▶ _TEXT_:
------------------------------------------------------------

Architecture Matters

Aaron Betsky

If this book were a building it would be an understated but important one – more Mies van der Rohe’s Barcelona Pavilion than the Burj Khalifa. The observations consider the social and political role of architecture. Moving between critique and wide-eyed admiration for his subject, Betsky reminds us about the built environment’s responsibility to make things better as well as to dazzle.
thamesandhudson.com

11.

Mobitechture: Architecture on the Move

Rebecca Roke

Dealing with structures that are moveable is not architecture’s forte (heavy bricks and ever-taller buildings see to that) but this smart title catalogues the discipline’s (often playful) attempts at it. The 250 mobile architecture projects range from wearable tents to a ski-mounted cabin in the Dolomites.
phaidon.com

12.

Co-Art: Artists on Creative Collaboration

Ellen Mara de Wachter

London-based curator and writer Ellen Mara de Wachter celebrates how artists join forces – and in a manner that quickly dispels the “lone genius” theory. From couples to lifelong friends and expedient business hook-ups, the 25 groups featured here span artistic fields and nations but all speak about hierarchy and anonymity, and how dissonance has helped or hindered their work.
phaidon.com

13.

Marvin E Newman

Edited by Reuel Golden

Artist, photographer and New Yorker Marvin E Newman is celebrating his 90th birthday in December yet his images of his hometown are as vibrant as ever. From the bright lights of Broadway reflected in a rain-lashed street to the shuttered shopfronts of 1950s Coney Island, this monograph is a thoughtful portrait of his captivating canon.
taschen.com

14.

Vinyl. Album. Cover. Art: The Complete Hipgnosis Catalogue

Aubrey Powell

With work for Pink Floyd, Led Zeppelin and Peter Gabriel, design collective Hipgnosis found the sort of pastoral surrealism that suited a very English sort of psychedelia. LPs became artworks before you’d even dropped the needle. Sleeve-lover’s heaven.
thamesandhudson.com

Shopping list 

15.

Skincare

Peet Rivko

Having worked in foreign policy and counterterrorism at the US State Department, Joanna Peet’s career took a softer turn when she launched this smartly packaged moisturiser, cleanser and face oil for sensitive skin. Each is made in the US from plant-based ingredients.

------------------------------------------------------------

▶ _DATASET EXCERPTS_:
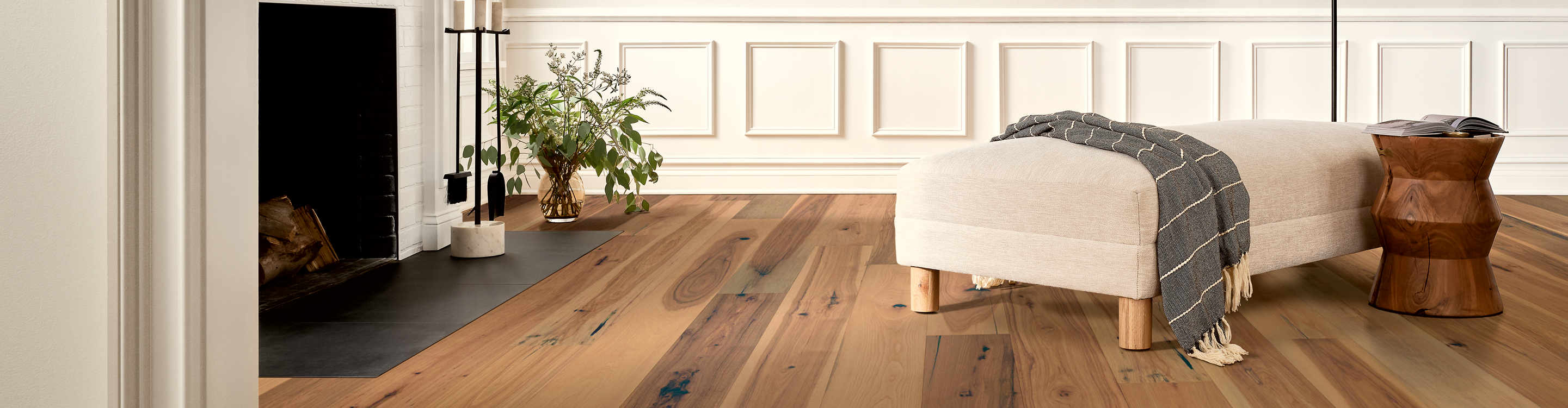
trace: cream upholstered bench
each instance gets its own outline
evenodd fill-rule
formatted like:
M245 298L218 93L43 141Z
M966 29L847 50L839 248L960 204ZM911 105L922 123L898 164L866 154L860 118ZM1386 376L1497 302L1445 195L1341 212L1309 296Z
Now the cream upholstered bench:
M1383 170L1361 123L1225 120L1165 127L1223 150L1251 195L1251 272L1378 247ZM1137 159L1054 138L986 142L898 170L895 239L911 308L938 270L1121 297L1123 349L1149 349L1159 294L1154 178ZM967 285L967 283L964 283Z

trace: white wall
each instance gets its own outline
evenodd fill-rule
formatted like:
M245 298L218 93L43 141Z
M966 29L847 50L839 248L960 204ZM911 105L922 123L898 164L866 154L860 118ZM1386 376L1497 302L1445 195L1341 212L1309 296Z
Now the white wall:
M3 406L110 402L107 19L97 0L0 13Z
M1342 8L1568 8L1559 0L1341 0ZM508 0L506 8L1328 8L1325 0Z
M1327 9L682 5L696 6L506 14L508 41L586 42L635 88L671 97L674 113L638 127L666 156L649 194L892 192L909 159L1060 109L1154 125L1328 119ZM1502 120L1524 138L1504 149L1497 192L1568 194L1568 103L1554 97L1568 92L1555 69L1568 64L1568 11L1358 8L1345 20L1341 120ZM541 72L516 61L532 53L513 48L508 70Z

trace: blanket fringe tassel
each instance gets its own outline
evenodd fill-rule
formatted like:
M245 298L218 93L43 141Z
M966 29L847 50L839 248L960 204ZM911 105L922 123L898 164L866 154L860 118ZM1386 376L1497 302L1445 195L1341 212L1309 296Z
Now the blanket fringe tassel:
M1209 333L1203 333L1203 339L1187 355L1215 366L1226 366L1242 361L1242 355L1247 355L1247 350L1231 344L1231 322L1220 317L1220 322L1214 324Z
M1247 266L1247 253L1232 266L1225 267L1225 313L1242 306L1242 299L1253 297L1253 270Z
M1018 285L1018 281L1013 280L991 278L982 275L969 275L969 281L975 283L975 289L991 289L1002 285Z
M1242 306L1243 299L1253 297L1253 274L1251 267L1247 264L1247 253L1242 253L1242 259L1232 266L1225 267L1225 311L1232 313ZM1018 285L1011 280L991 278L982 275L971 275L975 289L989 289L1004 285ZM1231 344L1231 322L1220 317L1218 322L1203 335L1203 339L1192 347L1187 353L1192 358L1207 361L1215 366L1228 366L1242 361L1247 350L1240 345Z
M1226 266L1223 275L1225 311L1232 313L1242 306L1242 299L1253 297L1253 274L1247 264L1247 253L1242 253L1242 259L1236 264ZM1209 333L1203 333L1203 339L1187 355L1215 366L1226 366L1242 361L1242 355L1247 355L1247 350L1231 344L1231 322L1220 317Z

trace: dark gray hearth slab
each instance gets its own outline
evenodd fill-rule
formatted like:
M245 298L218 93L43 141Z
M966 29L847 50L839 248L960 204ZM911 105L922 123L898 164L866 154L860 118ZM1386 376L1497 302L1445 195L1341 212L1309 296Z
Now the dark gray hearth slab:
M376 377L464 322L262 322L260 377Z
M420 252L263 311L260 375L381 375L616 234L506 231L500 256Z
M582 258L621 231L506 231L506 253L491 258L452 258L452 249L420 252L395 267L397 283L511 283L535 285Z

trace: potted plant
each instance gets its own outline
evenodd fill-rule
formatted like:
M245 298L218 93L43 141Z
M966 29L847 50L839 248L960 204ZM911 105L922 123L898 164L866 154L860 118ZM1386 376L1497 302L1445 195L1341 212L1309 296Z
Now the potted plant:
M652 89L626 94L632 75L626 69L599 69L604 53L594 50L593 70L579 77L586 52L560 53L555 45L546 52L554 81L539 83L519 77L511 88L491 83L486 89L499 102L491 106L500 122L497 147L478 152L485 164L497 164L508 174L506 194L521 194L528 164L539 178L539 209L549 222L572 222L582 213L583 191L577 170L593 167L604 177L604 195L610 203L622 202L626 213L648 211L641 186L659 181L663 156L643 142L632 123L648 122L632 114L665 98ZM495 122L492 122L495 123ZM474 155L464 149L464 158ZM543 175L539 170L543 169Z

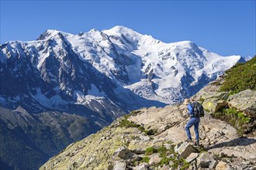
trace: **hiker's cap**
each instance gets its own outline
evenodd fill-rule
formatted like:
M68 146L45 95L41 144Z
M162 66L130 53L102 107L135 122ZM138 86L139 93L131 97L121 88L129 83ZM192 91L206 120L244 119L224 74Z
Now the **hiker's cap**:
M185 99L183 104L190 104L190 100L189 100L189 99Z

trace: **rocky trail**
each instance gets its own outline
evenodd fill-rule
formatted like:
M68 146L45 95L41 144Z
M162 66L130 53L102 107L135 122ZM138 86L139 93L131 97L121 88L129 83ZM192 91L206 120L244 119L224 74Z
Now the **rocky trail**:
M242 99L240 110L255 114L255 91ZM223 100L224 97L227 98ZM247 96L246 97L247 97ZM206 115L199 126L200 146L184 142L189 117L186 106L152 107L133 111L116 120L97 134L69 145L44 164L43 169L256 169L256 135L241 136L235 128L213 118L212 113L234 104L237 97L218 92L214 83L202 89L192 99L203 100ZM244 106L246 105L246 107ZM248 113L248 111L245 111ZM193 128L192 136L195 140Z

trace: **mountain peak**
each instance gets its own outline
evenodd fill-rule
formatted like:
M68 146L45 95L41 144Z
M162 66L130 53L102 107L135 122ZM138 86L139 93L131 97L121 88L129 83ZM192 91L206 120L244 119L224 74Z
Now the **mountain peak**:
M61 32L61 31L57 31L56 29L47 29L43 33L42 33L36 40L52 39L56 35Z

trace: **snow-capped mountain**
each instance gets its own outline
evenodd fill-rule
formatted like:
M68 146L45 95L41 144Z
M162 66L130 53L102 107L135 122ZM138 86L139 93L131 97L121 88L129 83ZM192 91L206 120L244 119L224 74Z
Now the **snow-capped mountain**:
M78 35L47 30L36 41L2 44L0 51L2 106L38 112L75 105L110 119L180 102L242 60L123 26Z
M180 102L243 60L123 26L2 44L0 166L38 168L129 110Z

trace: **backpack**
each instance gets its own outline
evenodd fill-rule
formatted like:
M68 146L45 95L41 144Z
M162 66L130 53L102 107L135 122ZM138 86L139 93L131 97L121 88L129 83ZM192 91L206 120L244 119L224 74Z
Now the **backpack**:
M192 103L193 112L195 117L202 117L205 116L205 112L201 104L198 102Z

------------------------------------------------------------

▶ _EXERCISE SET_:
(a) According to the book list, how many artist groups does Co-Art: Artists on Creative Collaboration feature?
(b) Translate this sentence from the book list into Spanish: "The observations consider the social and political role of architecture."

▶ _SOLUTIONS TO THE TASKS_:
(a) 25

(b) Las observaciones consideran el papel social y político de la arquitectura.